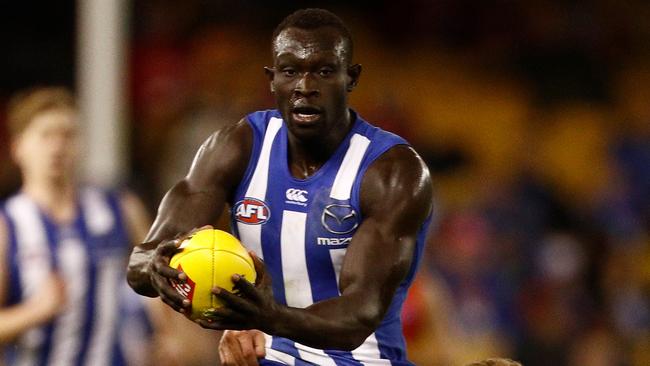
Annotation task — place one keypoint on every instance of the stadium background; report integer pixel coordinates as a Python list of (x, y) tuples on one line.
[(534, 118)]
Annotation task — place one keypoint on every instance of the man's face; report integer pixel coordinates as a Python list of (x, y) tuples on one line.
[(48, 148), (311, 78)]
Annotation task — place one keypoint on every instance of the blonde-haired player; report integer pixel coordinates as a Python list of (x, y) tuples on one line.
[(63, 245)]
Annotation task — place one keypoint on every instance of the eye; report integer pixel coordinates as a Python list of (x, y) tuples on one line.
[(325, 72), (289, 72)]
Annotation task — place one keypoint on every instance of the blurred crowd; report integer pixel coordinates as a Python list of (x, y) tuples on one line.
[(534, 118)]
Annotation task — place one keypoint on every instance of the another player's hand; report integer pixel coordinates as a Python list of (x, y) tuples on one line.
[(49, 300), (252, 307), (241, 348)]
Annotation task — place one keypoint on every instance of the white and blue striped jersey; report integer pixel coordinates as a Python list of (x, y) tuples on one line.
[(90, 255), (302, 228)]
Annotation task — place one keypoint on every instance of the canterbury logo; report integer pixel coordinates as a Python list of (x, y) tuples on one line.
[(296, 195)]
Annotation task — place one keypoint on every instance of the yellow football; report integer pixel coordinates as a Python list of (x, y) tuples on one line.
[(209, 258)]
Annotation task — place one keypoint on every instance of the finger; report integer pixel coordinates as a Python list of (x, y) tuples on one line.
[(259, 343), (168, 294), (162, 268), (219, 324), (169, 247), (224, 313), (227, 356), (245, 288), (204, 227), (233, 301), (260, 269), (245, 341)]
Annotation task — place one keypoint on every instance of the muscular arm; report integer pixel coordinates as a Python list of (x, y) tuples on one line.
[(195, 201), (396, 197)]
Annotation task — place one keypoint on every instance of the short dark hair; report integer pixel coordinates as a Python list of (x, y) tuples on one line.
[(314, 18)]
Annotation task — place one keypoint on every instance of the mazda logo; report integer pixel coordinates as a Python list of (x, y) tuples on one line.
[(339, 219)]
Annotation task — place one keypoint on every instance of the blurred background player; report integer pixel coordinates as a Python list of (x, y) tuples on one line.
[(64, 245), (496, 362)]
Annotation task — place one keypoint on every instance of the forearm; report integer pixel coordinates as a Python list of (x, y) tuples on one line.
[(181, 210)]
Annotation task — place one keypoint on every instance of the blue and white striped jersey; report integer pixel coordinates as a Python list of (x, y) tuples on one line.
[(302, 228), (90, 255)]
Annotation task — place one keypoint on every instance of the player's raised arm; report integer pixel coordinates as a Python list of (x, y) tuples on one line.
[(396, 198), (195, 201)]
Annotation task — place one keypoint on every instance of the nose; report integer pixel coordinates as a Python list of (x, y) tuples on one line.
[(306, 85)]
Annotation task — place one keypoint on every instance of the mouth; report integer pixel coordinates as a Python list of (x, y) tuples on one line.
[(306, 114)]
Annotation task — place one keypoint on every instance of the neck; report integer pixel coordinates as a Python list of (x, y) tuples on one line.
[(56, 196), (306, 157)]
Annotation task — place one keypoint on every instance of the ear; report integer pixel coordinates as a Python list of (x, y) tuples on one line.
[(14, 150), (270, 73), (354, 72)]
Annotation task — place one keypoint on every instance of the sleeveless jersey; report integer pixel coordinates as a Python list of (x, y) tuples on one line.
[(302, 228), (90, 256)]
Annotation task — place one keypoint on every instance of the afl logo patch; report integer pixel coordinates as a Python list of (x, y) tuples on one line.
[(252, 211)]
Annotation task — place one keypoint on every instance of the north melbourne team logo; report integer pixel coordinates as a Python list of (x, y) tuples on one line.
[(252, 211), (296, 196), (339, 219)]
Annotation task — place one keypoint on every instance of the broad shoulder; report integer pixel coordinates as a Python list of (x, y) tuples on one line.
[(398, 182), (223, 157)]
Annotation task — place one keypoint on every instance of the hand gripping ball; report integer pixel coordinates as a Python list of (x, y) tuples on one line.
[(209, 258)]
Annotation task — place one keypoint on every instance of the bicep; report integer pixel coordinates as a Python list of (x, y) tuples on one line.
[(4, 260), (199, 198)]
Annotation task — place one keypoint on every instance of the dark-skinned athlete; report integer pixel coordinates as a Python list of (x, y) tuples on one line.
[(336, 208)]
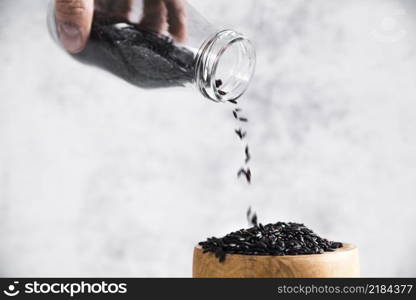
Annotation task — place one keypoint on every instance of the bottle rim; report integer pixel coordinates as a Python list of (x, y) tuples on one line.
[(211, 57)]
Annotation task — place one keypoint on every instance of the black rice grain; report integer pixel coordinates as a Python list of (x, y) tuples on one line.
[(248, 155), (271, 239), (246, 173), (143, 58), (241, 133)]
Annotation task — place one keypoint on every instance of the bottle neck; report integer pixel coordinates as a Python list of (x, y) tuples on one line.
[(224, 66)]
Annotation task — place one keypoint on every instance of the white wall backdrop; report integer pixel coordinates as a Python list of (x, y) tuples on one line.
[(99, 178)]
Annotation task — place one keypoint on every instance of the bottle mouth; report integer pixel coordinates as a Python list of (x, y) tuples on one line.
[(225, 65)]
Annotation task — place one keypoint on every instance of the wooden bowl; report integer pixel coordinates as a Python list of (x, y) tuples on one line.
[(343, 262)]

= = = = = = =

> _REQUIREMENT_
Update everything from the line containing "of the muscular" down to the line containing "[(396, 198), (195, 201)]" by replacing "keypoint" with "marker" and leaving all else unchanged. Return only those lines.

> _EXPECTED ANSWER_
Annotation task — place one marker on every instance of the muscular arm; report integer pixel coordinates as a Python list of (x, y) tuples on one line.
[(195, 201), (396, 197)]
Annotation task — place one marker on every instance of the short dark hair; report integer pixel coordinates as a Python list of (x, y) tuples on one line.
[(314, 18)]
Annotation task — place one marker on every instance of the mazda logo; report integer pixel coordinates as a Python list of (x, y) tuples on one line.
[(339, 219)]
Annotation task — place one marker on every instance of the blurred background player; report integer pixel coordinates as a Python list of (x, y) tuples on one line.
[(64, 245), (496, 362)]
Annotation task — place one marker on every instance of the forearm; report integer pixel coordinates as a Python list of (x, y) tuples on one line.
[(181, 210)]
Annotation task — place one marker on every instance of the blue and white striped jersey; report integer pixel coordinates as a Python list of (x, y) tuples on one line.
[(302, 228), (90, 255)]
Annotation task — place one marker on every instance of the player's raised arm; report integer pixel coordinates as a Python list of (x, y) tuples on one line.
[(396, 198), (195, 201)]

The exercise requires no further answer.